Only the lines holding the word "below" are wanted; copy each of them from the listing.

□ □ □

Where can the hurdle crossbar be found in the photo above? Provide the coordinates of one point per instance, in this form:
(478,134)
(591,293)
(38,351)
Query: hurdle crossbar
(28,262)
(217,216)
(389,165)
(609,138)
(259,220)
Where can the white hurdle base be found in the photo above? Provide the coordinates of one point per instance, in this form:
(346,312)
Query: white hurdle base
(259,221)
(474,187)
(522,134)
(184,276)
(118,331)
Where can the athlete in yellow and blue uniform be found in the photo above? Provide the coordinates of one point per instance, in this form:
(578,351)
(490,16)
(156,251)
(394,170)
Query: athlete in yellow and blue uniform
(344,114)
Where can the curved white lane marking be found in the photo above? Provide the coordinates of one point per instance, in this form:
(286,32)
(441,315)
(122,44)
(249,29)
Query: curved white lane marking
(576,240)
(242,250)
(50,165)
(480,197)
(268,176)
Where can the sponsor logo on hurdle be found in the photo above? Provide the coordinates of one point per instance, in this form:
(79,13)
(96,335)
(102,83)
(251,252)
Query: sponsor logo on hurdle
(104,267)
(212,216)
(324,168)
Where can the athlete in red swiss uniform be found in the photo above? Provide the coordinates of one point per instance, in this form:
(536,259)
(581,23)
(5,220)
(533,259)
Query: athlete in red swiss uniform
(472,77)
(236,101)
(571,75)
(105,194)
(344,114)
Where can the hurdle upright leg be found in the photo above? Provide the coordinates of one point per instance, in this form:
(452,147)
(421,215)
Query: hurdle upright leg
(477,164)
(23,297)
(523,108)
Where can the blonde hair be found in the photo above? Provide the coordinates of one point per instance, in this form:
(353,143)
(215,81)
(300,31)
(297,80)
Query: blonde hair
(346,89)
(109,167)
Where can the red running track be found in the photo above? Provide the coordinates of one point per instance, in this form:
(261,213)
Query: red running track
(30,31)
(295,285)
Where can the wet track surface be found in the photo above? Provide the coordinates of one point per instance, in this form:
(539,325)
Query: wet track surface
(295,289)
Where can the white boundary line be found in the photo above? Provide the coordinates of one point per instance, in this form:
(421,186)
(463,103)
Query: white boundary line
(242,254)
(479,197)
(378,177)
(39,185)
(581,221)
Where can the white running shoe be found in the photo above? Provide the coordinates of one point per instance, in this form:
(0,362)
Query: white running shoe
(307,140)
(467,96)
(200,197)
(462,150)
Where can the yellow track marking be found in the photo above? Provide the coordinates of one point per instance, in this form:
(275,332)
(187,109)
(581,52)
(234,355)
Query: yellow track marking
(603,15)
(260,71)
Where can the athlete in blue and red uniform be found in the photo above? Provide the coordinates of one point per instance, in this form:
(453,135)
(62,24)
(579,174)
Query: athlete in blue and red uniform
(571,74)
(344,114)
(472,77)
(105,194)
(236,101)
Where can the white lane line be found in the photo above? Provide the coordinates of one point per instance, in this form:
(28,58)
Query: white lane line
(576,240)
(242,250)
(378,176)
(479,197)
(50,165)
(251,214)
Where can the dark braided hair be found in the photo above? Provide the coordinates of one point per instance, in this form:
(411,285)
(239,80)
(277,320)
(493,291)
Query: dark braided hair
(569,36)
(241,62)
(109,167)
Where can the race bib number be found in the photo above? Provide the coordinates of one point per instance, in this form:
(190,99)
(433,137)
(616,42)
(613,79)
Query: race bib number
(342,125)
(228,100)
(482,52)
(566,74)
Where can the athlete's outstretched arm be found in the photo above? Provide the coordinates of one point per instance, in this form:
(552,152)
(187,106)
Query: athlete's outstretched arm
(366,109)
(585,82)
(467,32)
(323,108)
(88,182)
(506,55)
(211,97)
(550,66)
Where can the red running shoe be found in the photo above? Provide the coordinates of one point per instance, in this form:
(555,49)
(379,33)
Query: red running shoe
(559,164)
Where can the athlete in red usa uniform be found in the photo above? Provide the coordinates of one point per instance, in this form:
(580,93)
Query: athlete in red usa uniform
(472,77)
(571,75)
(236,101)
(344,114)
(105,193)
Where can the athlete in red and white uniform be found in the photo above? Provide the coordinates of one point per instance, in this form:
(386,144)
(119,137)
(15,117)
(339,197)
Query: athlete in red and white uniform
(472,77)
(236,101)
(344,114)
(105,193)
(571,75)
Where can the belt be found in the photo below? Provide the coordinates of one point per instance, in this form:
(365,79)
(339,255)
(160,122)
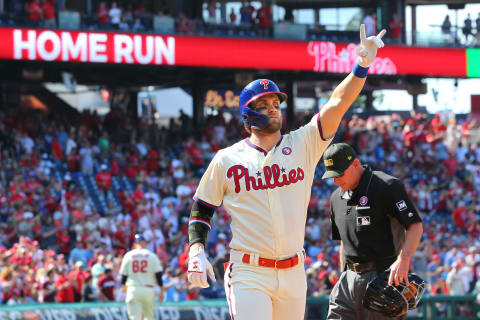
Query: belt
(362,267)
(142,285)
(272,263)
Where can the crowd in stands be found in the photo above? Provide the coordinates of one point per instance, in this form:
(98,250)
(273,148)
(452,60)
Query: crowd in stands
(74,191)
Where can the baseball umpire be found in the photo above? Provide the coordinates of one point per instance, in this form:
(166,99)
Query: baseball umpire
(140,270)
(264,183)
(377,224)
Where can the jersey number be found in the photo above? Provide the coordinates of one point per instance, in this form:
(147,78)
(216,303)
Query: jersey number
(139,266)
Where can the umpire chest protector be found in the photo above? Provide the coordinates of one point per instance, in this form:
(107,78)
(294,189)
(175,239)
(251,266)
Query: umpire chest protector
(371,220)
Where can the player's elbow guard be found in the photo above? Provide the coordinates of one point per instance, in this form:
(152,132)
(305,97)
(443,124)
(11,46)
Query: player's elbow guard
(200,223)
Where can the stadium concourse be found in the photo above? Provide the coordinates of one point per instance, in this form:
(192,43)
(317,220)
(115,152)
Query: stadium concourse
(75,190)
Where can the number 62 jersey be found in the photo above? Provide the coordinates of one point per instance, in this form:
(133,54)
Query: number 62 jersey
(140,266)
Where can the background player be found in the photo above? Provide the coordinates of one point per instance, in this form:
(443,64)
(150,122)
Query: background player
(264,182)
(140,270)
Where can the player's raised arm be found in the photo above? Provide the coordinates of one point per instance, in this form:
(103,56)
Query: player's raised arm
(349,89)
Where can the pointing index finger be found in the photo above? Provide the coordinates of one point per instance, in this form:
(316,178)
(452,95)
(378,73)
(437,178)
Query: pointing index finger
(381,34)
(363,35)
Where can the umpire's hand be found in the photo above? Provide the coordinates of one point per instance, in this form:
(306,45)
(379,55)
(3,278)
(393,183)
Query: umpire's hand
(367,49)
(399,272)
(198,267)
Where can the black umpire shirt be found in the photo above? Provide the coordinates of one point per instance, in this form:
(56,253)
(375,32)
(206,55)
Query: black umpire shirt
(371,221)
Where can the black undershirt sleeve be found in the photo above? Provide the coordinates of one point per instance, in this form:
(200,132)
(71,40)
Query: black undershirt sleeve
(200,222)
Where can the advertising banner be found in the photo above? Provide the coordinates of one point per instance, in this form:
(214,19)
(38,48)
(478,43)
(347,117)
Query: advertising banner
(163,50)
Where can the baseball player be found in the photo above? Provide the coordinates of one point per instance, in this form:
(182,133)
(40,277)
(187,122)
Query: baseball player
(264,183)
(140,270)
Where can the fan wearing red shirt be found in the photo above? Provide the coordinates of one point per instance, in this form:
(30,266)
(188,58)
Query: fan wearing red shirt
(64,286)
(104,180)
(106,285)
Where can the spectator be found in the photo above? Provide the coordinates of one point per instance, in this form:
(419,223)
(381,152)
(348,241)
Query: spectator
(396,25)
(467,28)
(246,13)
(104,180)
(35,14)
(88,294)
(114,15)
(102,15)
(212,11)
(370,22)
(48,12)
(16,13)
(455,280)
(184,25)
(264,19)
(48,291)
(233,16)
(64,285)
(106,285)
(477,23)
(446,26)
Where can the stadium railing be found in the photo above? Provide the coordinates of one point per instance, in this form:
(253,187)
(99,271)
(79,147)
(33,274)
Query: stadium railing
(432,307)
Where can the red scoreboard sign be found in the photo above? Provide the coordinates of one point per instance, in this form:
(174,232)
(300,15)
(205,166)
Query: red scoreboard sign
(150,49)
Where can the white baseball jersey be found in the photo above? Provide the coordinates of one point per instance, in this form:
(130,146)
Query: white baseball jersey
(140,266)
(266,193)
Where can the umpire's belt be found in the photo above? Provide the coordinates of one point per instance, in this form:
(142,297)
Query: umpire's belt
(255,259)
(362,267)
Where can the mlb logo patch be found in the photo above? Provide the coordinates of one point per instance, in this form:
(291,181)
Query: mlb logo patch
(286,151)
(363,221)
(401,205)
(363,201)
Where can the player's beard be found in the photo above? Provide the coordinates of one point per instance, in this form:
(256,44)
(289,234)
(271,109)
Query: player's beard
(273,126)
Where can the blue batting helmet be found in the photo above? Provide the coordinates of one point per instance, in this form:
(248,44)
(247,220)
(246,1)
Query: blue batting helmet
(250,93)
(138,237)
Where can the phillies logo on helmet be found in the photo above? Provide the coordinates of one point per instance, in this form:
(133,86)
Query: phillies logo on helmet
(265,84)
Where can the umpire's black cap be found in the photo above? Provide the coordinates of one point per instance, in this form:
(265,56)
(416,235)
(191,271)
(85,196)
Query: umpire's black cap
(337,158)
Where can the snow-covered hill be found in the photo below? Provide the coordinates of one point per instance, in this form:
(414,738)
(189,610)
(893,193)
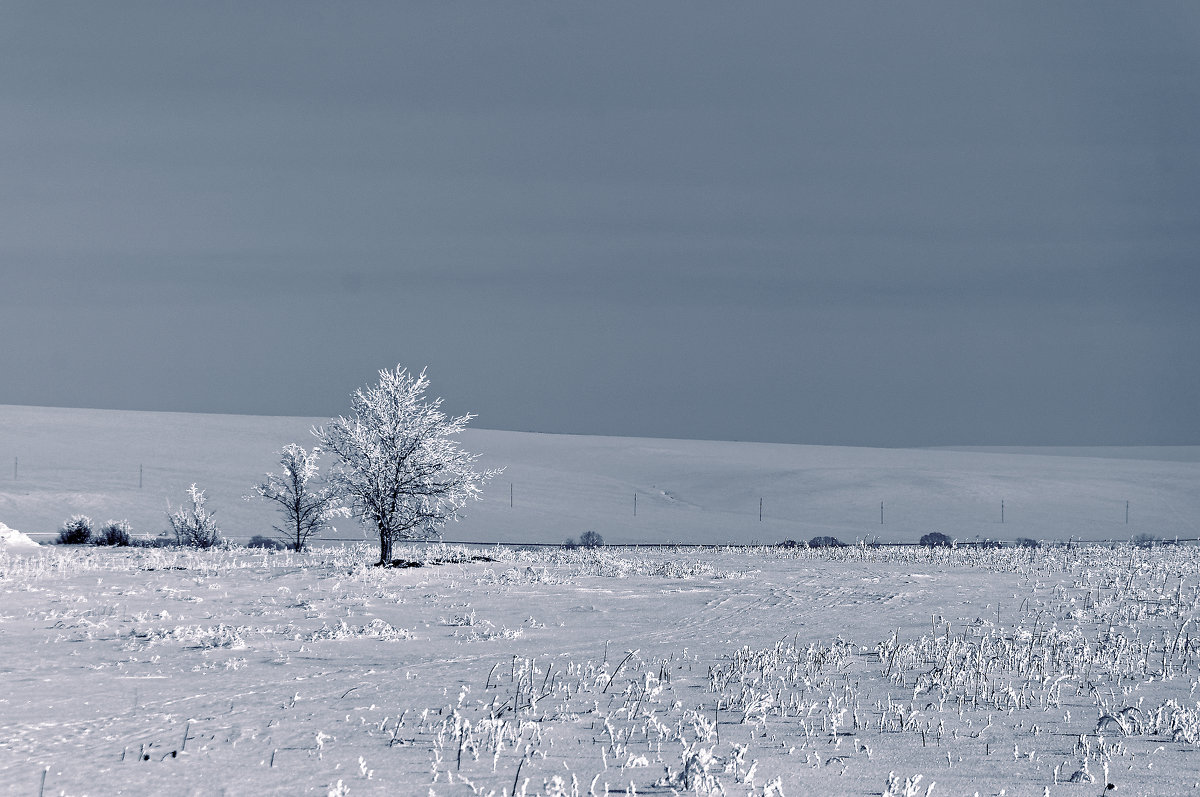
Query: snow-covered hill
(58,462)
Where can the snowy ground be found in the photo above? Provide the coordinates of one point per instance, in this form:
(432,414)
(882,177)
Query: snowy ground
(744,671)
(88,461)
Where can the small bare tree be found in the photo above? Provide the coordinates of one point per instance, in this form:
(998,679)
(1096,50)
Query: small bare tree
(193,526)
(397,465)
(306,508)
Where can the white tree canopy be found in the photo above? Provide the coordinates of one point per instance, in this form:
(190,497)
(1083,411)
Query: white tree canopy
(400,468)
(306,509)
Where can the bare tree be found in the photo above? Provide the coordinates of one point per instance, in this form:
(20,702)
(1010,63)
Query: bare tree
(399,467)
(193,526)
(306,509)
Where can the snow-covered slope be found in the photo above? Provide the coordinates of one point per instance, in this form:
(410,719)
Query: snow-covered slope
(687,491)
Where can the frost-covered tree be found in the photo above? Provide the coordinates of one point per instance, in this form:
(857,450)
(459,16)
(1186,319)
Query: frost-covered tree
(306,507)
(399,466)
(193,526)
(591,539)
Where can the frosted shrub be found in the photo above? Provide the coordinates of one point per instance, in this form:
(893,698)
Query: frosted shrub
(76,531)
(195,526)
(591,539)
(114,532)
(307,507)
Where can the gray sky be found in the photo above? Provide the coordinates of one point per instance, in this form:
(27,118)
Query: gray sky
(858,223)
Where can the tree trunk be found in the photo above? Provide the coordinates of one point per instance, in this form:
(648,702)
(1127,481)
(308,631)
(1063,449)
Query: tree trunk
(384,547)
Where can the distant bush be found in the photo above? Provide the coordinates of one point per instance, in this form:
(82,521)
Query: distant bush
(193,526)
(114,532)
(591,539)
(76,531)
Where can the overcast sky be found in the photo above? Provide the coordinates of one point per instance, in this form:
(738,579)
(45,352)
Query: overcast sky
(859,223)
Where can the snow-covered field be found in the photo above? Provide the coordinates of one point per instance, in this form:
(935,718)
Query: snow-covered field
(727,671)
(735,670)
(88,461)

□ □ □

• The completed task
Where can the belt be found in the photo below? Provide the coordinates of one point per instance, in this form:
Where can the snow-covered hill be found in the photo below? Provide the coordinates of one point per instance, in this form:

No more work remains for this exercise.